> [What needs to be done]
Please keep the pictures out and write out exactly the lines from the first in the data below through the one containing "instance like [138,121].", both included.

> [Exercise material]
__________________________________________________

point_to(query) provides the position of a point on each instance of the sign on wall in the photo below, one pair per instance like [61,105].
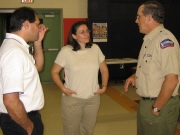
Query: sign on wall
[99,32]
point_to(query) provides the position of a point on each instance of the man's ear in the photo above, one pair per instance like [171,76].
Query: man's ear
[26,24]
[74,36]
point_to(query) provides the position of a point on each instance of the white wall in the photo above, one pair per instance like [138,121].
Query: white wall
[71,8]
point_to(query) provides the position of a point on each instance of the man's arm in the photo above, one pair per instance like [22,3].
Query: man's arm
[167,89]
[17,111]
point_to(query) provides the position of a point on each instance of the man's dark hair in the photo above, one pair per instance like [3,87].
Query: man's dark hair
[155,9]
[19,16]
[72,41]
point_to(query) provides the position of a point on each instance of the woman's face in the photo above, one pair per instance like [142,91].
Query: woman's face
[82,35]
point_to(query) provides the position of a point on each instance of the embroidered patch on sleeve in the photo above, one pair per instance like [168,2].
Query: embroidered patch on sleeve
[166,43]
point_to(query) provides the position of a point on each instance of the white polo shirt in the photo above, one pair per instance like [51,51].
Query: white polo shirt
[19,74]
[81,69]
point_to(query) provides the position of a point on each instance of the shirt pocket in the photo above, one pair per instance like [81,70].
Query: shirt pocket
[146,65]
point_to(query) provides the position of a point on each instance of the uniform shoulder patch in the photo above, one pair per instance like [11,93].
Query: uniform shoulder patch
[166,43]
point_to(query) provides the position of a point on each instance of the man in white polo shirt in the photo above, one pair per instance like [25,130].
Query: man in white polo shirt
[21,94]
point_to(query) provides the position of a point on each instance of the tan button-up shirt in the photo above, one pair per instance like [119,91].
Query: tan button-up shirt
[155,61]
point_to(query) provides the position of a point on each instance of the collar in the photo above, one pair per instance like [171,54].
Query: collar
[19,39]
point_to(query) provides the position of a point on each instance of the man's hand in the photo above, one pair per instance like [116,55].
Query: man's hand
[130,80]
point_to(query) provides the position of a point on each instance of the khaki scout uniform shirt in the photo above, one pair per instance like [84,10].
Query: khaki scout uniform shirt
[154,62]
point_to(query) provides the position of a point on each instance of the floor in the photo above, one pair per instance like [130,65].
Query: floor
[117,113]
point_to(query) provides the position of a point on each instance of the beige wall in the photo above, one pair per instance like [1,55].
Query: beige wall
[71,8]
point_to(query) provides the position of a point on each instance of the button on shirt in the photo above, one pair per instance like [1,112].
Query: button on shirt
[154,62]
[19,74]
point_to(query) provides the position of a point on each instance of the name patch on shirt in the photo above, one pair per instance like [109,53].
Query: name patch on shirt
[166,43]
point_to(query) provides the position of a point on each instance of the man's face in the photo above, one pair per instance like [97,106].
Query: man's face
[34,30]
[142,21]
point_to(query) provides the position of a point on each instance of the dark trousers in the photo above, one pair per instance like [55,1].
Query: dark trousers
[10,127]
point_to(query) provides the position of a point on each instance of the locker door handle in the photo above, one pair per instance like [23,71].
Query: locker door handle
[51,49]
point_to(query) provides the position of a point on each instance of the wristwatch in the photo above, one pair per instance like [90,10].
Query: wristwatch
[155,109]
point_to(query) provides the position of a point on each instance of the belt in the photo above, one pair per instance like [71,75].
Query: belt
[33,112]
[151,98]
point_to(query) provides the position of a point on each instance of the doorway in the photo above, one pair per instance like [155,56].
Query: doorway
[52,42]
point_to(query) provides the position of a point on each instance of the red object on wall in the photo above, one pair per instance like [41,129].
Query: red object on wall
[67,25]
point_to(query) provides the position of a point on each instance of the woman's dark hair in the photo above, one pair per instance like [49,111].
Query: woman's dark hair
[19,16]
[155,9]
[72,41]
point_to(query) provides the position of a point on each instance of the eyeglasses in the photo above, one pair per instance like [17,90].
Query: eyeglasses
[138,16]
[83,32]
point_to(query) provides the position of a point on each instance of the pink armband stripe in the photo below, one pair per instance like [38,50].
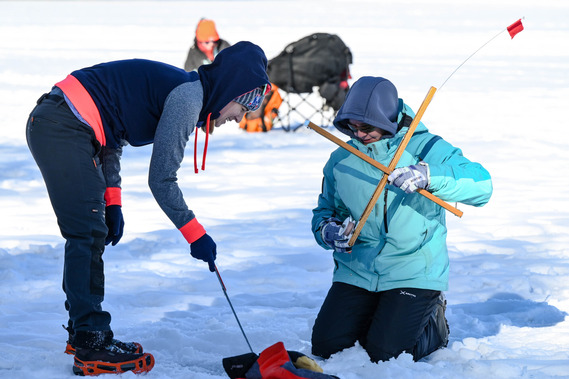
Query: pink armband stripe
[82,101]
[113,196]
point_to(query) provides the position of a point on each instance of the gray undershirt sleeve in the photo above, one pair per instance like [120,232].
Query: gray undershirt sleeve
[177,123]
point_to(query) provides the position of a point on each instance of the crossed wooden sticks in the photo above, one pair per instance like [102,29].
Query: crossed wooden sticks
[387,170]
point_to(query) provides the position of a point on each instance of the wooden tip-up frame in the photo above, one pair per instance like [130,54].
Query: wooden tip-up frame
[387,169]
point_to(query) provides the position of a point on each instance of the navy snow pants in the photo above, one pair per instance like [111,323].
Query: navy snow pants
[66,151]
[385,323]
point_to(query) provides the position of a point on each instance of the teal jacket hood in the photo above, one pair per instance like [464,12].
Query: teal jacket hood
[371,100]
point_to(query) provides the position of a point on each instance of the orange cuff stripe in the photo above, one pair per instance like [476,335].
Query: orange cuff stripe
[84,104]
[192,231]
[113,196]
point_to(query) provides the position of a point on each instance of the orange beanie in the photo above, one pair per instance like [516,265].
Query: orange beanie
[206,31]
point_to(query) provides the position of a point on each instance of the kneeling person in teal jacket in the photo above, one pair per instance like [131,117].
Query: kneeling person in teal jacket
[387,288]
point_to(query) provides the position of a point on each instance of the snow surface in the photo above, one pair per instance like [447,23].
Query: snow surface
[509,282]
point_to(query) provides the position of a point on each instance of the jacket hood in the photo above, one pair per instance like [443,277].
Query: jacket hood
[372,100]
[236,70]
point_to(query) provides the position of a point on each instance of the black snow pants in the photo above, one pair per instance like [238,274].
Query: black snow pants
[385,323]
[66,151]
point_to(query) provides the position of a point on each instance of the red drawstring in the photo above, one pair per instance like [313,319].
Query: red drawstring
[196,151]
[205,147]
[206,141]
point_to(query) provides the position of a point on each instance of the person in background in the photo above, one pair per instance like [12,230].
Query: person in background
[387,288]
[207,45]
[76,134]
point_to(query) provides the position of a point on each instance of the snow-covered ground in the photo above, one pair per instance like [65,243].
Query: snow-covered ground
[509,285]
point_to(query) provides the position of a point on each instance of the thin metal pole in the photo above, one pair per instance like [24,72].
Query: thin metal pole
[231,305]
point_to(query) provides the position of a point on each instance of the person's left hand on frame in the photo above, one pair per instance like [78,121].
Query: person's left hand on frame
[115,222]
[411,178]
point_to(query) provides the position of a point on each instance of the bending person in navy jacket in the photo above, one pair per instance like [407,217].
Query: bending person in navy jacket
[76,134]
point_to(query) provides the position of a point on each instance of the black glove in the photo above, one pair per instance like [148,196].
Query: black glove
[115,223]
[205,249]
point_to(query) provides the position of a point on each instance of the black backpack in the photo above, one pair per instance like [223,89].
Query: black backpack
[318,60]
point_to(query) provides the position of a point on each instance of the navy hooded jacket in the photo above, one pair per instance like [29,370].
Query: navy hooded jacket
[142,102]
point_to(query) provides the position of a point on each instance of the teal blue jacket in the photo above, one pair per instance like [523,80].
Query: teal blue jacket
[403,242]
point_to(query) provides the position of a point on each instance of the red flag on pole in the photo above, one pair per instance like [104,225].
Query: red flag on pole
[515,28]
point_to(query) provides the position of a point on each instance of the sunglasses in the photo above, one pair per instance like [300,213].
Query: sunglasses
[364,128]
[207,42]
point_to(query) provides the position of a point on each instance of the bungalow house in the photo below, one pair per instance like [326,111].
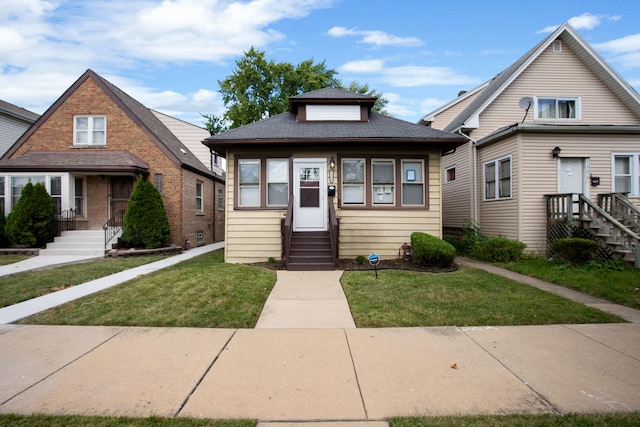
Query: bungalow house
[329,179]
[92,144]
[14,121]
[553,149]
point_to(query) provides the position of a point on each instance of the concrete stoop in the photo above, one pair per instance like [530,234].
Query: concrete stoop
[76,243]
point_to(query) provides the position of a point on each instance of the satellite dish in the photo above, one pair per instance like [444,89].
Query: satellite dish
[525,102]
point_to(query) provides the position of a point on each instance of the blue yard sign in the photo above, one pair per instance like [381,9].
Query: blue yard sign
[374,259]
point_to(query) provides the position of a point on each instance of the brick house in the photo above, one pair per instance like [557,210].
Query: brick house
[92,144]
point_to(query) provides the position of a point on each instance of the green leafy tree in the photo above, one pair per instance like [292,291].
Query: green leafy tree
[214,124]
[145,223]
[381,103]
[32,219]
[259,88]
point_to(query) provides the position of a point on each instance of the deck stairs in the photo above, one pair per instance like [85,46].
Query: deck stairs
[76,243]
[310,251]
[617,232]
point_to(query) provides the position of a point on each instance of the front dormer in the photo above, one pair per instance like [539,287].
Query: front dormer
[331,105]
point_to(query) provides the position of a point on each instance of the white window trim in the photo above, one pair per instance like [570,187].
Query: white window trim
[536,110]
[635,171]
[446,174]
[404,181]
[383,188]
[496,181]
[90,130]
[200,197]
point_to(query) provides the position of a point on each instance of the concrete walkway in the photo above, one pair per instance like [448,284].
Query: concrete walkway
[13,313]
[307,363]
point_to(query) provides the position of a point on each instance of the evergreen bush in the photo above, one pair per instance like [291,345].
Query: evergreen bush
[32,220]
[497,249]
[576,250]
[145,223]
[432,251]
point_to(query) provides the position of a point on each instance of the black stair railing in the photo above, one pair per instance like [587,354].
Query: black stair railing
[113,226]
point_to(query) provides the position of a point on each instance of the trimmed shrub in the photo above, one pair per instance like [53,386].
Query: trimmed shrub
[32,220]
[497,249]
[145,223]
[576,250]
[432,251]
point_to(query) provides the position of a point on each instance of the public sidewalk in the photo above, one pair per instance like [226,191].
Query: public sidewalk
[318,367]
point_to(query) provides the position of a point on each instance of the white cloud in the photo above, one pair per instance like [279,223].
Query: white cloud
[586,21]
[374,37]
[365,66]
[46,45]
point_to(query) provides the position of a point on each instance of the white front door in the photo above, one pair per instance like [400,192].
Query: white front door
[310,194]
[571,176]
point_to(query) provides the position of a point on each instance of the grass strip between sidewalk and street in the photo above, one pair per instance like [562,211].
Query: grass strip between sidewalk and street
[206,292]
[467,297]
[631,419]
[20,287]
[202,292]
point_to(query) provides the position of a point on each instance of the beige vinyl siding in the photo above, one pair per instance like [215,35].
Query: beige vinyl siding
[539,172]
[499,217]
[457,196]
[250,235]
[555,74]
[363,232]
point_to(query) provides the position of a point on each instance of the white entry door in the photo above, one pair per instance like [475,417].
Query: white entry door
[571,179]
[310,194]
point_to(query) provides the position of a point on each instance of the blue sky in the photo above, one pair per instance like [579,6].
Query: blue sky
[171,54]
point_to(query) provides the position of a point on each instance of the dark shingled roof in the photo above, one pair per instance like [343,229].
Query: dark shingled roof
[571,38]
[18,112]
[283,129]
[93,161]
[173,148]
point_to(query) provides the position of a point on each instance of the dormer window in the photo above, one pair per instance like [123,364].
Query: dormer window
[90,130]
[550,108]
[333,113]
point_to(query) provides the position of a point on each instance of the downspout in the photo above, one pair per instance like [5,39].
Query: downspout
[474,178]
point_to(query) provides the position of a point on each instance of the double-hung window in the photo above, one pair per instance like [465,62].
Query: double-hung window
[199,197]
[277,182]
[626,173]
[497,179]
[383,182]
[412,183]
[550,108]
[262,183]
[383,172]
[249,183]
[90,130]
[353,171]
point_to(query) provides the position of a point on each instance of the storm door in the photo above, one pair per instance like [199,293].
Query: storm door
[310,195]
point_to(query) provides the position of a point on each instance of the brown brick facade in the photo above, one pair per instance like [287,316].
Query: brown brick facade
[123,133]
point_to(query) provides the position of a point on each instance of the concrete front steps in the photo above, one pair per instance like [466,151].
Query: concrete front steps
[310,251]
[76,243]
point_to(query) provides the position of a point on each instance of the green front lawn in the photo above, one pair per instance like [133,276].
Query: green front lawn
[620,286]
[30,284]
[202,292]
[467,297]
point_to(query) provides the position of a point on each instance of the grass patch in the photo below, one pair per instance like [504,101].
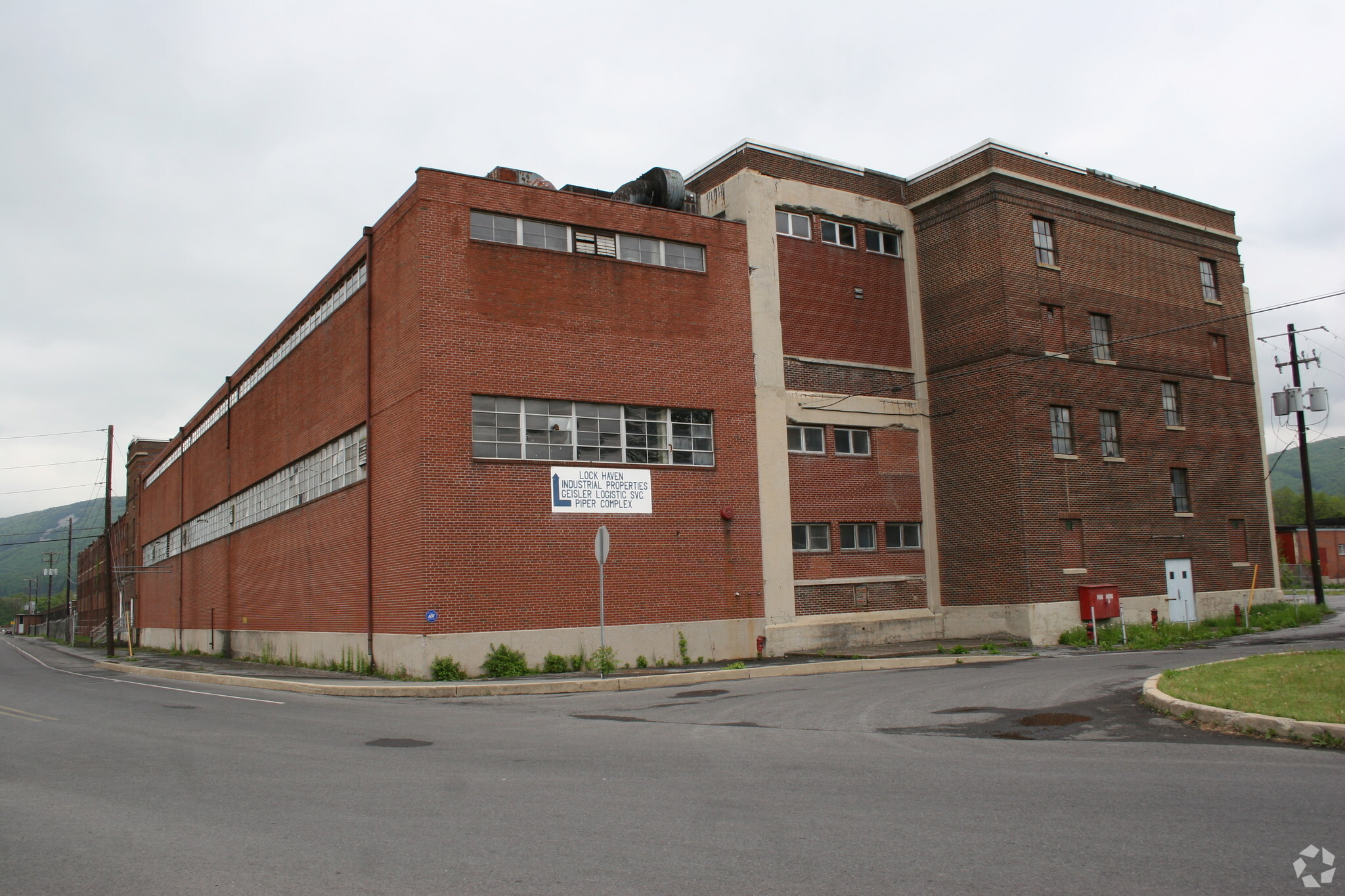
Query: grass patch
[1294,685]
[1266,617]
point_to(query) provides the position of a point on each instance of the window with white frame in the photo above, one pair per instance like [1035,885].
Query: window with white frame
[1208,285]
[1172,403]
[883,241]
[902,535]
[811,536]
[858,536]
[807,440]
[838,234]
[558,430]
[1044,241]
[646,250]
[1061,431]
[791,224]
[1099,331]
[852,442]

__________________________________________________

> [Solution to this task]
point_to(query) provides the position of a point on each instance of the sign on wall in the photo below, one pair per instance like [61,105].
Query: sign on wall
[99,32]
point_to(query) provides the position of a point on each instance of the man's ear in the photo above, one pair per instance like [171,76].
Query: man's ear
[26,24]
[74,36]
point_to(query) provides the position of a point on each instance of the white wall in the photo above, one pair per instance like [138,121].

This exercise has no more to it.